__Objective a__.
In the forum thread on the Tomy hairpin below, what size of Tomy curve does the hairpin fit inside?

__Excerpt__.

# Tomy Hairpin



## AZSlot Racer (Dec 5, 2007)

Does the Tomy hairpin fit inside their 6" curve?
Thanks


----------



## noddaz (Aug 6, 1999)

*Yes it does.*

Yes.
Have fun.
Scott


----------



## 13013comstock (Nov 25, 2006)

I was wondering the same thing myself... Is the outside curbing a separate piece? I've seen a photograph of it both ways on a distributor's site.


----------



## noddaz (Aug 6, 1999)

*Yes it is...*



13013comstock said:


> I was wondering the same thing myself... Is the outside curbing a separate piece? I've seen a photograph of it both ways on a distributor's site.


The outside curbing is a seperate piece...
Scott


----------



## tjd241 (Jan 25, 2004)

*The curbing is 2 pieces...*

It is a 2 pc doohickey that clips onto each side. nd


----------



## 13013comstock (Nov 25, 2006)

Thanks, I'll get one and give it a try. Heard they're a little tough to take with a fast car. I'm wondering how the layout will look since the tracks leaving and entering the hairpin will have to be touching...


----------



## Grandcheapskate (Jan 5, 2006)

__Objective b__.
Retype the entire listing that follows the forum thread, line for line and without any changes.

__Input data__.
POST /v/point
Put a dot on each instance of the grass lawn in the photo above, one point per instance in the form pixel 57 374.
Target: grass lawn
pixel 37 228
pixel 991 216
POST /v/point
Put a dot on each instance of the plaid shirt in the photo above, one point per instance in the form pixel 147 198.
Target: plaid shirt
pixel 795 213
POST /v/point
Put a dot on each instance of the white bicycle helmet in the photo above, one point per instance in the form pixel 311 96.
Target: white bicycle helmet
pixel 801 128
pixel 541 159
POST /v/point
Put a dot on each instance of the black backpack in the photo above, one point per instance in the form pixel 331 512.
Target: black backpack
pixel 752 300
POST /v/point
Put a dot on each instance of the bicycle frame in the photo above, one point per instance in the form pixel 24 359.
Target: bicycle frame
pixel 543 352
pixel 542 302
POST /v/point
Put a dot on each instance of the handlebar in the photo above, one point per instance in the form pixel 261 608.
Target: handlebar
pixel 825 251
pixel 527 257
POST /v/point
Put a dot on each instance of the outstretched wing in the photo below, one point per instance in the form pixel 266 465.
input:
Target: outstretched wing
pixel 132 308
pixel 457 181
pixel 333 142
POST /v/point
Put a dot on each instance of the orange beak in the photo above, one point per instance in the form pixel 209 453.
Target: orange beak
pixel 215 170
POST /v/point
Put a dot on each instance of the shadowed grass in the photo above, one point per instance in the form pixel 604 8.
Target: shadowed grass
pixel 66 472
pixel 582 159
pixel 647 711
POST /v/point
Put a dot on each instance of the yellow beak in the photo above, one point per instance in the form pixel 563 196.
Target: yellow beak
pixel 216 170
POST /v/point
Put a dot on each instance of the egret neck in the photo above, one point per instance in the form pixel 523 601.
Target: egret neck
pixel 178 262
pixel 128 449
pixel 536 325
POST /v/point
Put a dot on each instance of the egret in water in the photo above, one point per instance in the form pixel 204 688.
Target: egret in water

__Worked answer a__.
The hairpin fits inside Tomy's 6" curve.

__Worked answer b__.
POST /v/point
Put a dot on each instance of the grass lawn in the photo above, one point per instance in the form pixel 57 374.
Target: grass lawn
pixel 37 228
pixel 991 216
POST /v/point
Put a dot on each instance of the plaid shirt in the photo above, one point per instance in the form pixel 147 198.
Target: plaid shirt
pixel 795 213
POST /v/point
Put a dot on each instance of the white bicycle helmet in the photo above, one point per instance in the form pixel 311 96.
Target: white bicycle helmet
pixel 801 128
pixel 541 159
POST /v/point
Put a dot on each instance of the black backpack in the photo above, one point per instance in the form pixel 331 512.
Target: black backpack
pixel 752 300
POST /v/point
Put a dot on each instance of the bicycle frame in the photo above, one point per instance in the form pixel 24 359.
Target: bicycle frame
pixel 543 352
pixel 542 302
POST /v/point
Put a dot on each instance of the handlebar in the photo above, one point per instance in the form pixel 261 608.
Target: handlebar
pixel 825 251
pixel 527 257
POST /v/point
Put a dot on each instance of the outstretched wing in the photo below, one point per instance in the form pixel 266 465.
input:
Target: outstretched wing
pixel 132 308
pixel 457 181
pixel 333 142
POST /v/point
Put a dot on each instance of the orange beak in the photo above, one point per instance in the form pixel 209 453.
Target: orange beak
pixel 215 170
POST /v/point
Put a dot on each instance of the shadowed grass in the photo above, one point per instance in the form pixel 604 8.
Target: shadowed grass
pixel 66 472
pixel 582 159
pixel 647 711
POST /v/point
Put a dot on each instance of the yellow beak in the photo above, one point per instance in the form pixel 563 196.
Target: yellow beak
pixel 216 170
POST /v/point
Put a dot on each instance of the egret neck in the photo above, one point per instance in the form pixel 523 601.
Target: egret neck
pixel 178 262
pixel 128 449
pixel 536 325
POST /v/point
Put a dot on each instance of the egret in water in the photo above, one point per instance in the form pixel 204 688.
Target: egret in water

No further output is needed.